Jorge Figueiredo
É um dos paradoxos da nossa época
que a questão mais importante do século XXI, aquela que vai marcar a nossa
geração e todas as que hão de vir, seja quase totalmente ignorada pela maior
parte dos mass media, dos responsáveis políticos, dos economistas e a generalidade
da população. Refiro-me ao Pico de Hubbert, ou Pico máximo da produção
petrolífera possível no mundo.
Se o petróleo barato e abundante
permitiu o desenvolvimento acelerado do mundo no século XX, a situação de
penúria no século XXI anuncia um quadro económico totalmente diferente pois não
existe qualquer substitutivo para a quantidade de petróleo agora (ainda)
consumida pelo mundo (cerca de 85 milhões de barris por dia).
O fim anunciado da era do
petróleo marca um momento crucial e decisivo nos destinos da humanidade,
assinala um novo paradigma histórico. Ele provoca problemas muito complicados e
que começam desde já. Após o fim, nada será como dantes – mas muito antes do
fim o problema começa já a manifestar-se.
Tal como nos romances de mistério,
o melhor esconderijo para um objecto é um lugar que está à vista de todos. No
caso do Pico Petrolífero, ele também está à vista de todos – mas parece que
poucos o vêem. Praticamente TUDO da história contemporânea pode ser explicado e
entendido à luz do Pico Petrolífero – é a questão central do nosso tempo.
Na verdade, pode-se classificar
todos os países produtores de petróleo do mundo em duas grandes categorias:
aqueles que já atingiram o Pico (a grande maioria, México inclusive) e os que
ainda não o atingiram. Estes últimos são constituídos por poucos países, a
maior parte deles pequenos produtores do ponto de vista quantitativo. Os únicos
grandes produtores que ainda não atingiram o pico são o Brasil e Angola.
Muitos entendem (incorrectamente)
que a questão do Pico seja a quantidade absoluta de petróleo ainda remanescente
no mundo. Não é. A questão crucial é, sim, a da taxa de produção possível. O
mundo já atingiu a taxa máxima de produção possível e nada há a fazer quanto a
isso. As pseudo soluções apregoadas pelos media, tais como os petróleos não
convencionais(como o óleo de Bakker, os xistos betuminosos do Canadá, o deep
offshore, o polar, os biocombustíveis líquidos, renováveis em geral, etc) não
podem de modo algum colmatar o défice da produção de petróleo convencional que
se avizinha.
O RÁCIO EROEI
Na verdade, todas as soluções
supletivas para colmatar o défice da produção de petróleo convencional
deparam-se com um obstáculo maior e inultrapassável: o do rácio EROEI (Energy
Returned On Energy Inputed). Este rácio é inexorável e implacável. Ele tem a
grande vantagem de recorrer a unidades puramente físicas, pondo de lado ilusões
monetárias. Para cada barril de petróleo investido na produção de petróleo
obtém-se um retorno cada vez menor. Na década de 1930 obtinham-se cerca de 100
barris de petróleo por cada barril investido na sua produção. Hoje, esta
proporção é muito menor e andará em torno dos 15. Em alguns casos de petróleo
não convencional a proporção é ainda pior. Exemplo: a exploração dos xistos
betuminosos que só resulta em cerca de três a quatro barris de produção por
cada barril investido (sem falar no gigantesco desperdício de gás natural
necessário à sua produção).

_ _ _ _

### Exercícios a fazer
a) Diga se cada uma das afirmações seguintes está de acordo com o texto sobre o pico petrolífero. Responda sim ou não e cite as palavras exatas do texto que o decidem.
(i) Brasil e Angola são os únicos grandes produtores que ainda não atingiram o pico.
(ii) A questão crucial do Pico é a quantidade absoluta de petróleo que ainda resta no mundo.
(iii) Na década de 1930, cada barril investido na produção rendia cerca de 15 barris de petróleo.
b) Por favor, transcreva o trecho do texto sobre o pico petrolífero que vai desde "Na verdade, pode-se" até "Muitos entendem (incorrectamente)", inclusive.

### Itens de dados
_ _ _ _

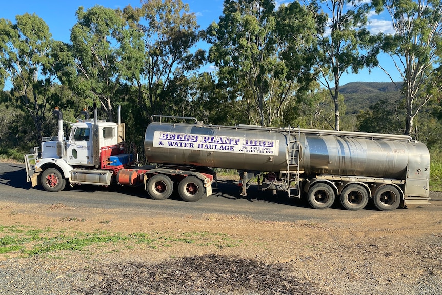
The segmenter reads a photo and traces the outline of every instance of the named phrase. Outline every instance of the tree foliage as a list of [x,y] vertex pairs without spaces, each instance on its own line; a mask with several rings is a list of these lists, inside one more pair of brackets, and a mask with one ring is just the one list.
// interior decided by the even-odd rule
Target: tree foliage
[[[223,13],[207,30],[209,61],[250,123],[271,125],[309,75],[303,71],[306,56],[293,50],[310,34],[307,15],[297,3],[276,11],[272,0],[225,0]],[[289,30],[299,38],[286,40]]]
[[317,28],[312,47],[318,81],[334,103],[335,129],[340,129],[339,86],[344,73],[377,65],[377,41],[367,29],[371,3],[363,0],[309,1],[306,4]]
[[38,142],[56,77],[50,56],[53,41],[35,14],[17,15],[16,21],[0,19],[0,86],[10,87],[10,99],[30,117]]
[[149,0],[123,12],[142,35],[144,46],[137,54],[143,62],[134,67],[139,74],[131,81],[138,87],[143,116],[182,114],[179,108],[188,98],[183,87],[205,58],[204,50],[192,50],[201,38],[196,16],[180,0]]

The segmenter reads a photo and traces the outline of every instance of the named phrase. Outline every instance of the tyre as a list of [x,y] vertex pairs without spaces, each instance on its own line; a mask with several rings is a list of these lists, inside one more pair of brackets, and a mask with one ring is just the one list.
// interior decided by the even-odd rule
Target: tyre
[[173,182],[168,176],[157,174],[149,179],[146,189],[152,199],[166,200],[173,191]]
[[374,193],[373,202],[374,206],[381,211],[393,211],[400,204],[400,193],[394,186],[383,185]]
[[368,203],[368,193],[365,188],[360,185],[350,184],[342,190],[340,203],[347,210],[360,210]]
[[317,183],[310,188],[307,200],[314,209],[327,209],[334,202],[335,194],[330,186],[325,183]]
[[196,202],[204,194],[203,182],[194,176],[185,177],[178,185],[178,193],[181,199],[186,202]]
[[66,185],[66,180],[63,178],[62,172],[55,168],[49,168],[44,170],[41,180],[45,190],[51,192],[60,191]]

_ _ _ _

### Conjunto de respostas
a)
(i) Sim: "Os únicos grandes produtores que ainda não atingiram o pico são o Brasil e Angola."
(ii) Não: "A questão crucial é, sim, a da taxa de produção possível."
(iii) Não: "Na década de 1930 obtinham-se cerca de 100 barris de petróleo por cada barril investido na sua produção."

b)
Na verdade, pode-se classificar
todos os países produtores de petróleo do mundo em duas grandes categorias:
aqueles que já atingiram o Pico (a grande maioria, México inclusive) e os que
ainda não o atingiram. Estes últimos são constituídos por poucos países, a
maior parte deles pequenos produtores do ponto de vista quantitativo. Os únicos
grandes produtores que ainda não atingiram o pico são o Brasil e Angola.
Muitos entendem (incorrectamente)